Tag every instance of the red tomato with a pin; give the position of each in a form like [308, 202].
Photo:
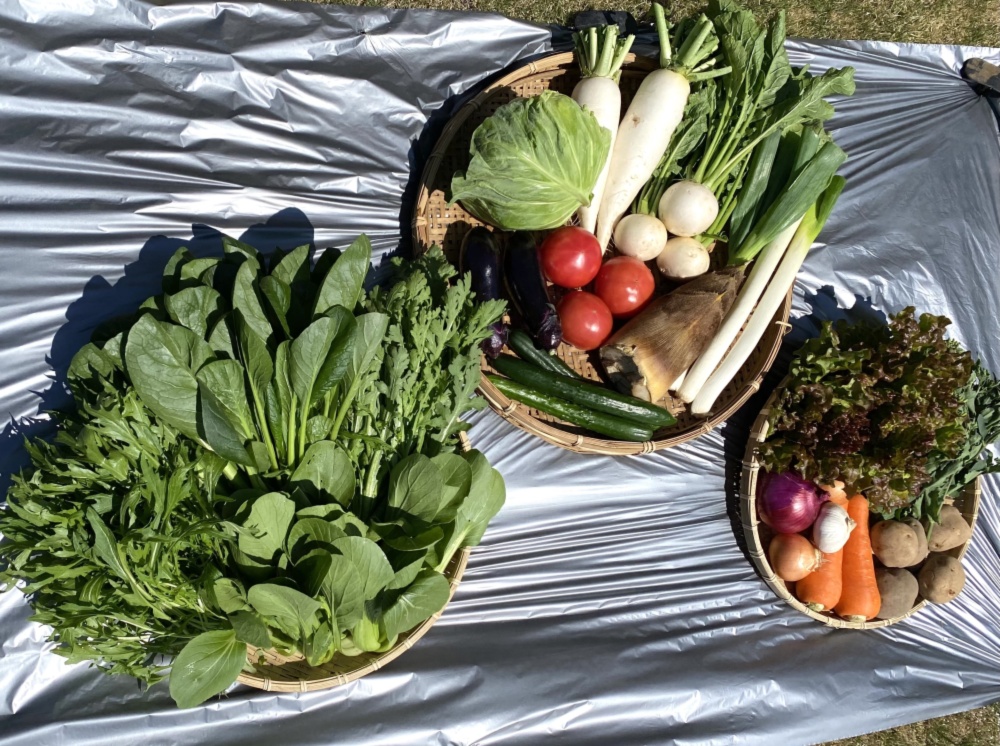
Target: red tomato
[585, 319]
[570, 256]
[625, 284]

● ● ● ● ● ● ●

*REQUIRED WORK:*
Your task is to set down the records shown above exactly, minus any pictures.

*SOLUTION TO THE EXERCISE:*
Tag every instance of the red tomato with a pin; give the position of each in a form like [308, 202].
Photo:
Target: red tomato
[585, 319]
[570, 256]
[625, 284]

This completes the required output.